* Problem requirements: The required output is the line containing "In this photo, where can the stadium" through the final line of the material below, printed exactly, with no other lines.

[Position identification records]
^^^^^^^^

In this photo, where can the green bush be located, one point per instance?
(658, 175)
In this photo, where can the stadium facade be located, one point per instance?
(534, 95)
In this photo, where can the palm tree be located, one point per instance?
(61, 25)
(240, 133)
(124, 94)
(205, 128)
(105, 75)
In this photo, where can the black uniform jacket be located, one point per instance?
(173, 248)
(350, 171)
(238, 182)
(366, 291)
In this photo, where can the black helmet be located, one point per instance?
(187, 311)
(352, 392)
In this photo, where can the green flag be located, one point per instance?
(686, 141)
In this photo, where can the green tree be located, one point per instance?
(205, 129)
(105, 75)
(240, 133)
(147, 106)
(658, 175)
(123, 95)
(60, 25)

^^^^^^^^

* Correct response:
In this photo, where can the stadium facade be located, one point per instance?
(534, 95)
In this photo, where can the palm tree be located, one point per instance?
(61, 25)
(240, 133)
(124, 94)
(205, 128)
(105, 75)
In this photo, where can the black uniform jacket be located, one point per instance?
(173, 248)
(350, 171)
(238, 182)
(366, 291)
In this photo, where can the black helmet be located, one point per instance?
(187, 311)
(352, 392)
In this photo, where can the green flag be located, one point per instance?
(686, 141)
In this photo, where can the green tree be located, one point per instance?
(205, 129)
(105, 75)
(240, 133)
(147, 106)
(658, 175)
(123, 95)
(60, 25)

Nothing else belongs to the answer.